Every line from the one bearing "[locate] green artificial" through the last line of the entries should be printed exactly, with no other output.

---------------

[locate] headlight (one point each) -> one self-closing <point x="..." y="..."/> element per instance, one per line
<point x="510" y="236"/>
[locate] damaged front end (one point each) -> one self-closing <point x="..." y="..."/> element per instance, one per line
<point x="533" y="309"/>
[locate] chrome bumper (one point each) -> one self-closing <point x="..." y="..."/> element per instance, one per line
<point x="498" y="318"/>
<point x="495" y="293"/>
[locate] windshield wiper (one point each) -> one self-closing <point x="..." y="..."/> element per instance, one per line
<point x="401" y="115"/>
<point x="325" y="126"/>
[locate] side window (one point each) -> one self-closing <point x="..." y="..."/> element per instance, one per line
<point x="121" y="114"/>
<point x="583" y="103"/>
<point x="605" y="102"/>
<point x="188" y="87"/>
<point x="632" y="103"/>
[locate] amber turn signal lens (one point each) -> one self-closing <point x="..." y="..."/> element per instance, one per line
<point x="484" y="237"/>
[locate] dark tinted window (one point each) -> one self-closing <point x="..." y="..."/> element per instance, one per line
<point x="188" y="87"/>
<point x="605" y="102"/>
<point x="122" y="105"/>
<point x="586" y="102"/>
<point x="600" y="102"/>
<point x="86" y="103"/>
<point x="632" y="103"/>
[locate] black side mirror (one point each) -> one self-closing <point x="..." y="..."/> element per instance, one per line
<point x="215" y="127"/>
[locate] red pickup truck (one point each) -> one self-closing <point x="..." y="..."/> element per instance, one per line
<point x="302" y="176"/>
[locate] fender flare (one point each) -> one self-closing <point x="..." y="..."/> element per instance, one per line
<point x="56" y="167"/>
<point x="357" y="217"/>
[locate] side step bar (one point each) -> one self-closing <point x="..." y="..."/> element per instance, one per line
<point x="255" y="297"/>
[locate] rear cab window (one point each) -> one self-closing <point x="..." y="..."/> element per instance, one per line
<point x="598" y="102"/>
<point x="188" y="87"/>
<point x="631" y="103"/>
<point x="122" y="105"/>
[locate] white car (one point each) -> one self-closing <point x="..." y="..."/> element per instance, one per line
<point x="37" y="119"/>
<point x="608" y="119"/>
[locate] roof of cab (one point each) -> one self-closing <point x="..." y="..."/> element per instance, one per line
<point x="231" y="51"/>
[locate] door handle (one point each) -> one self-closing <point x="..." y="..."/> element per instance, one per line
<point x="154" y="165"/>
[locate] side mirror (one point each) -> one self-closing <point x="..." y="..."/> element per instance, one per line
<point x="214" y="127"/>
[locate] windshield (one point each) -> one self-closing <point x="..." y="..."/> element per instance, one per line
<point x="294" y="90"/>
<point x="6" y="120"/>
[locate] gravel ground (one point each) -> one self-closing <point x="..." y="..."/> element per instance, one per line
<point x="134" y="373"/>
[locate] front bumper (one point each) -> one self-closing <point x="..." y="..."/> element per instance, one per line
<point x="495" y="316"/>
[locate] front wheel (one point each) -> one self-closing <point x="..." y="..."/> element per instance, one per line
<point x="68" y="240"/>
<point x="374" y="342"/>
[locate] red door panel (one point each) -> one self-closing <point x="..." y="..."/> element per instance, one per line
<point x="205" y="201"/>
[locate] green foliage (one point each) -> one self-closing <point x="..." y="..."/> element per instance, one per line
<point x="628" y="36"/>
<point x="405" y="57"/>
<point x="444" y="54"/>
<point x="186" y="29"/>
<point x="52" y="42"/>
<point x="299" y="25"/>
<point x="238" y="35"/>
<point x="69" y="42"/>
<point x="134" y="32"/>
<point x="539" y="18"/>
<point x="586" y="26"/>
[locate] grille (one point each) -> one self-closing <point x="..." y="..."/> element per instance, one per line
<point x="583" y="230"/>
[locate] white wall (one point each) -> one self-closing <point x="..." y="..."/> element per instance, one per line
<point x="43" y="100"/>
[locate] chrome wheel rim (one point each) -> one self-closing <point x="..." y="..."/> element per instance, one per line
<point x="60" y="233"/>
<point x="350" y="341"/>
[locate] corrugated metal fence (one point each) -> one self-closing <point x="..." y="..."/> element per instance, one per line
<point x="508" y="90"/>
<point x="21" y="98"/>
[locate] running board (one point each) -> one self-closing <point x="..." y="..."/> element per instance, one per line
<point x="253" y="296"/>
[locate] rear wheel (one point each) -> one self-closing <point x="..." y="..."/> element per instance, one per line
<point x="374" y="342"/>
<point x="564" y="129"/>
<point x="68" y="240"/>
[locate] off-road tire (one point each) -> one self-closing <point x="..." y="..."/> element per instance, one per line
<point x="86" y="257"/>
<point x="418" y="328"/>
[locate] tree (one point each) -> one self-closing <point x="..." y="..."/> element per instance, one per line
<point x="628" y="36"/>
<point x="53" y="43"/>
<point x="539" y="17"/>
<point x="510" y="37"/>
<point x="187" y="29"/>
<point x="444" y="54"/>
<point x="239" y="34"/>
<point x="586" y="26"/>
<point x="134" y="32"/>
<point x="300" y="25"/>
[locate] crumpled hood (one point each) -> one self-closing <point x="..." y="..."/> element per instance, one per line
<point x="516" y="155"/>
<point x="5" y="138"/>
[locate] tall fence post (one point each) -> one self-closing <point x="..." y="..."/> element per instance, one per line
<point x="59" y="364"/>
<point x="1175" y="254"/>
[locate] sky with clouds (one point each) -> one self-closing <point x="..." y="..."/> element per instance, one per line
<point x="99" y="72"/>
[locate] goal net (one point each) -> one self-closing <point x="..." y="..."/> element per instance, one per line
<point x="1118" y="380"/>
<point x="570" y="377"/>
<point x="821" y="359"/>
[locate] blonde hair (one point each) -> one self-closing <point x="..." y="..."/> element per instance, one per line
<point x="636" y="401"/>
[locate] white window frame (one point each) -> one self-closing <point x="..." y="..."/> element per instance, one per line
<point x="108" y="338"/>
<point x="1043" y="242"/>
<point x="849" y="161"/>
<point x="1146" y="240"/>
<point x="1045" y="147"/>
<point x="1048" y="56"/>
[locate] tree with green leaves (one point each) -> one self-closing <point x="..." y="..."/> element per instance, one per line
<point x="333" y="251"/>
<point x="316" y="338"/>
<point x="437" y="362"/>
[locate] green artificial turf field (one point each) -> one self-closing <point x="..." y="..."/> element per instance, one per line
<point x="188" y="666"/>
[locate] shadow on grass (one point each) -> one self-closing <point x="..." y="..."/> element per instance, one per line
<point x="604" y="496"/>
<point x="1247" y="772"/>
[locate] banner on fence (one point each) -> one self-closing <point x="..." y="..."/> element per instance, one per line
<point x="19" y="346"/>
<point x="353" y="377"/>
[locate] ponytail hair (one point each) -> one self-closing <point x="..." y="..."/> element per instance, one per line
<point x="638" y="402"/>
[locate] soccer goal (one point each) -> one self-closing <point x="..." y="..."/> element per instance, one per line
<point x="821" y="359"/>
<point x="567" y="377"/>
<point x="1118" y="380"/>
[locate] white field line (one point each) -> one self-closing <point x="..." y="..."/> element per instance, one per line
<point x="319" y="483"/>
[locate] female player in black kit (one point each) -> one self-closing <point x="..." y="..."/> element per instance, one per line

---------------

• [OUTPUT FOR THIS EXERCISE]:
[locate] green artificial turf field (one point each) -> one self-closing <point x="..." y="..."/> element per instance, one per line
<point x="188" y="666"/>
[locate] shadow on grass (one point each) -> one self-closing <point x="..." y="..."/> element per instance, one per line
<point x="604" y="496"/>
<point x="1247" y="772"/>
[locate] banner on fence (one point each) -> one self-closing <point x="..." y="..."/> element per instance, one per line
<point x="19" y="346"/>
<point x="353" y="377"/>
[locate] ponytail hair (one point each) -> one self-closing <point x="..." y="..."/> element per instance, one per line
<point x="638" y="402"/>
[locate] soccer goal (one point each) -> one self-closing <point x="..." y="..."/> element per instance, one per line
<point x="821" y="359"/>
<point x="567" y="377"/>
<point x="1118" y="380"/>
[locate] white field line (one point each) -> one self-closing <point x="..." y="..."/> element per instance, one per line
<point x="319" y="483"/>
[locate] female player in black kit (one point each) -> one self-closing <point x="..." y="..."/> element per instance, one per line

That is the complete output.